PROBLEM STATEMENT =
From the line containing "Where can you see the black sock" down to the last line of the records below, restate each line word for word and leave out the rest.

DATA FOR THIS TASK =
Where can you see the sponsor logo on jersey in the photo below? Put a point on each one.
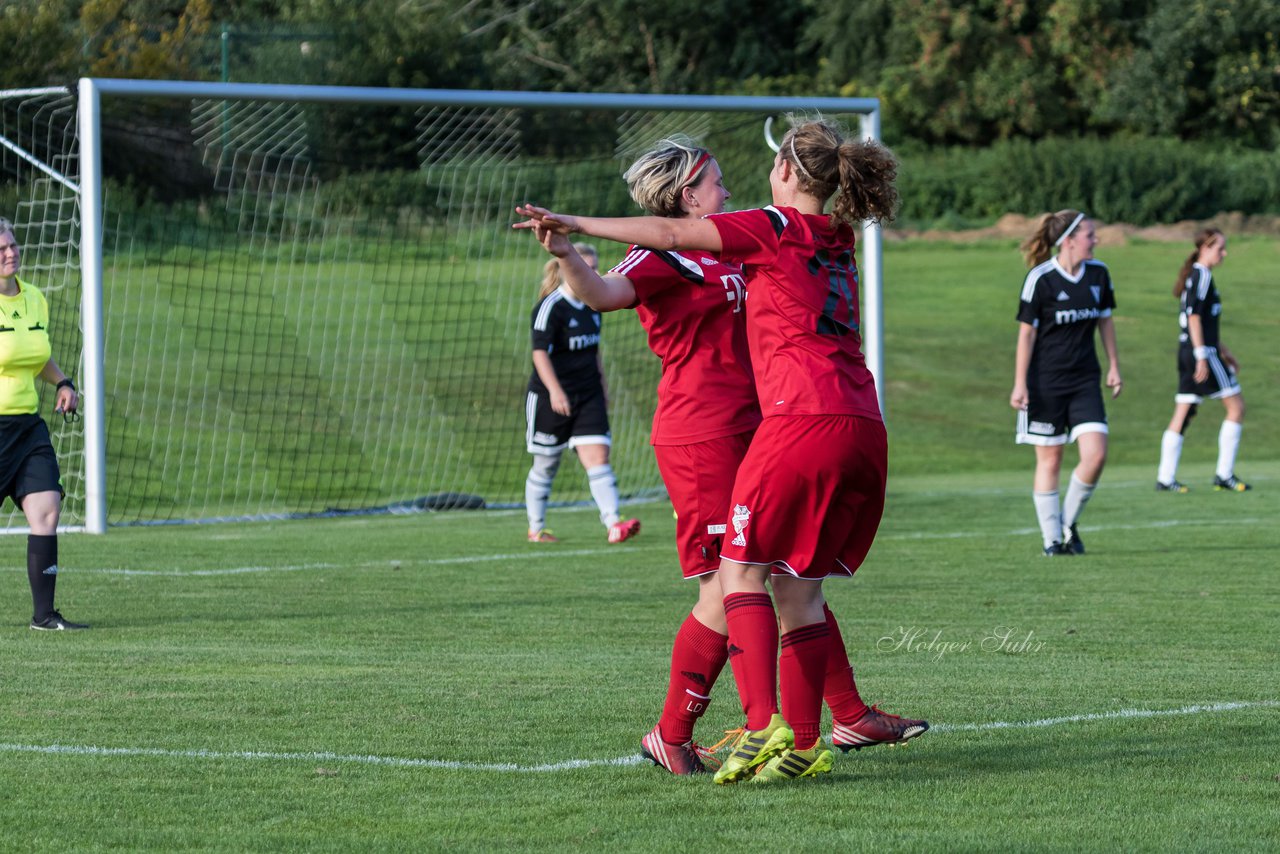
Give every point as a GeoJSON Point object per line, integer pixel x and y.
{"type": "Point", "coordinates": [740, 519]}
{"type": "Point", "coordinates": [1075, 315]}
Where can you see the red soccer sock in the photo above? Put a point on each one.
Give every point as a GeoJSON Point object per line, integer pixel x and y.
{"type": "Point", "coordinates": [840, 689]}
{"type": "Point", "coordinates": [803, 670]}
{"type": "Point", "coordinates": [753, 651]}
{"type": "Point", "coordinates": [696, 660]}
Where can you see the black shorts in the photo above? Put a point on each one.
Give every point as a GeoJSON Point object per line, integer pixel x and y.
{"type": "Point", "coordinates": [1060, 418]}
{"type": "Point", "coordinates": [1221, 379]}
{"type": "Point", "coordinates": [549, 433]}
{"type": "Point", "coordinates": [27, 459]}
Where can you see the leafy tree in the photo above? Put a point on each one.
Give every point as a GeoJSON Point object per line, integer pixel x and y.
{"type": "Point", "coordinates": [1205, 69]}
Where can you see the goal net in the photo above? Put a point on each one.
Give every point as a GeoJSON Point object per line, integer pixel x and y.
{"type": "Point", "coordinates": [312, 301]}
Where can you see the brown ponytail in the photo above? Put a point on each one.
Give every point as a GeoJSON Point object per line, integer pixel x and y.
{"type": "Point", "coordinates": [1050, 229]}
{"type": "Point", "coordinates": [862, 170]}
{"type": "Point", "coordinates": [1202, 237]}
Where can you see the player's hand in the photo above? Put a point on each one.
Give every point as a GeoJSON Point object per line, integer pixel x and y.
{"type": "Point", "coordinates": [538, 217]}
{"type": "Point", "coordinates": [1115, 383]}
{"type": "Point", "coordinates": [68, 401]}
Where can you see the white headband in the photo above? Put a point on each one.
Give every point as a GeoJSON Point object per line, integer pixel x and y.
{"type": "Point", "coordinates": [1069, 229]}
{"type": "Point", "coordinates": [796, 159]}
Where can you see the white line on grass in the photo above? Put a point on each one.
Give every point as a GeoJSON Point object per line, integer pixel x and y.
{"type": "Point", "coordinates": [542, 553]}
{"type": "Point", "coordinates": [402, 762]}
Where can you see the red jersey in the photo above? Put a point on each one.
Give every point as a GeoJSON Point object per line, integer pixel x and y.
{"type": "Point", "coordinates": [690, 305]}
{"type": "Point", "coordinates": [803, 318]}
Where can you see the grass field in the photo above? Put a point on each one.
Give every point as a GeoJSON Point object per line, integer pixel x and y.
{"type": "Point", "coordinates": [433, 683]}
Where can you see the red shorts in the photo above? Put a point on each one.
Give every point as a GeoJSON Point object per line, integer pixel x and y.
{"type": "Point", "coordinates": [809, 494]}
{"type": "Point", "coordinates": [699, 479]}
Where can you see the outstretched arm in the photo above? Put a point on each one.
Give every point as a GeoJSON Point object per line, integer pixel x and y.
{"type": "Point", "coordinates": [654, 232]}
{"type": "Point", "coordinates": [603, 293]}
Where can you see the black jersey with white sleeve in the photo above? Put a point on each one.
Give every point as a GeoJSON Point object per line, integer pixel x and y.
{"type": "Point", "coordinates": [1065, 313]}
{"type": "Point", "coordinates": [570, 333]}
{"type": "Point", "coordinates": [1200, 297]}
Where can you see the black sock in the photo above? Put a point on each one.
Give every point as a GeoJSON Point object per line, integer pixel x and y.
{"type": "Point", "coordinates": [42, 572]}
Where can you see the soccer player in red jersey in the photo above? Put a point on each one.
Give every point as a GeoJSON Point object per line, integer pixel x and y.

EXERCISE RESULT =
Where can you see the black sock in the photo above? Put a point on each one.
Give every point as a GeoJSON Point object per line, integer pixel x and y.
{"type": "Point", "coordinates": [42, 572]}
Where can you see the soccer player in red jersey in the photo above? Put a point on each one.
Give every point as a GeoJSON Point object per line, integer pixel x and y.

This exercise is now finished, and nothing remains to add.